- **Requirement 1**
In the theater review of 4000 Miles, through what date does the American Stage production run?

- **Document passage**
-- START --

I wish I could say that Amy Herzog’s 4000 Miles works as a character study. It offers four interesting enough types, after all: a hippie bicyclist with a hands-off attitude toward gainful employment, his fading grandmother who’s still game enough to experiment with marijuana, his off-and-on girlfriend with doubts about his romantic viability and a one-night stand with a long-standing grudge against Chinese communism. Certainly a play which takes us deeper and deeper into these personages can hold our attention, and if it lacks a plot, so what? The human psyche is capacious, and in a hundred minutes we should get so far into these four minds as to make our experience more than satisfying. And the key relationship — between grandson and grandmother — is one we haven’t seen much of before, so it’s rich with possibilities. This thing’s gotta be fascinating. Yes?
American Stage, 163 Third St. N., St. Petersburg. $39-$49. Through April 10. Wed.-Sat., 8 p.m.; Sat.-Sun, 3 p.m. 727-823-PLAY.
No: 4000 Miles is a charming bore. Author Herzog may excel at writing lovely dialogue, but about a half hour into the play, we begin to suspect that she has nothing to tell us, and by the final scene we’re entirely sure. Which is not to say that there aren’t moments in the play that are entertaining, funny, unexpected, or even wise. It’s just that these moments come erratically and finally add up to nothing. This problem is all the more regrettable because the current American Stage production is tiptop in every way, from acting to directing to costume and set design. In other words, this play looks and sounds so much like a winner, it takes extra moments to understand that there’s not much there.

-- END --

- **Rows**

-- START --

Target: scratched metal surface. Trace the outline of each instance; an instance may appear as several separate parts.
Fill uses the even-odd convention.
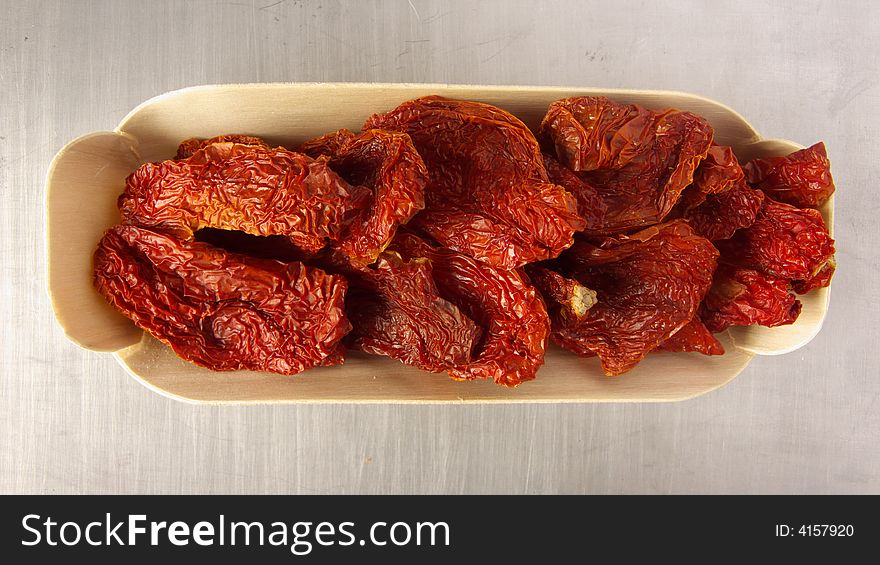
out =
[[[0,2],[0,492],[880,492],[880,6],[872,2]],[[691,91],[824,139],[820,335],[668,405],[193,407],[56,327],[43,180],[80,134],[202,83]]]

-- END --
-- START --

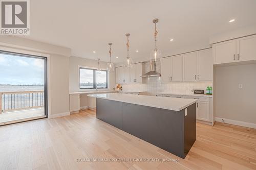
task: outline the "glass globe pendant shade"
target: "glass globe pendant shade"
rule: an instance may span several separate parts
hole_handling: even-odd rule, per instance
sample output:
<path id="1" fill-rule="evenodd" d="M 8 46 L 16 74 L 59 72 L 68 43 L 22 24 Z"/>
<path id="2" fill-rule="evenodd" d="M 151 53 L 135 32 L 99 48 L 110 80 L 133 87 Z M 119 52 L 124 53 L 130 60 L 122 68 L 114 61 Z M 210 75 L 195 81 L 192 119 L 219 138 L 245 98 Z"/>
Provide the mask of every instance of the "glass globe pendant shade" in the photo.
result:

-- END --
-- START --

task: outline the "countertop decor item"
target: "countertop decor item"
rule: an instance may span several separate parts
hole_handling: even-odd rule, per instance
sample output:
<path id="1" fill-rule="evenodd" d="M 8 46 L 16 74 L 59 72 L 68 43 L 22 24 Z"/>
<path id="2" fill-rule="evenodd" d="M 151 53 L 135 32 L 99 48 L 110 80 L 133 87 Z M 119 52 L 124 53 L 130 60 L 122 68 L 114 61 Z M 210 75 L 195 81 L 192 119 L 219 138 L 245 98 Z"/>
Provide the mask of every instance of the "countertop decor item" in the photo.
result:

-- END --

- **Requirement 2**
How many lines of the listing contain the string "Provide"? Case counts; reply with the number only.

- **Complete output 1**
April 10

- **Complete output 2**
2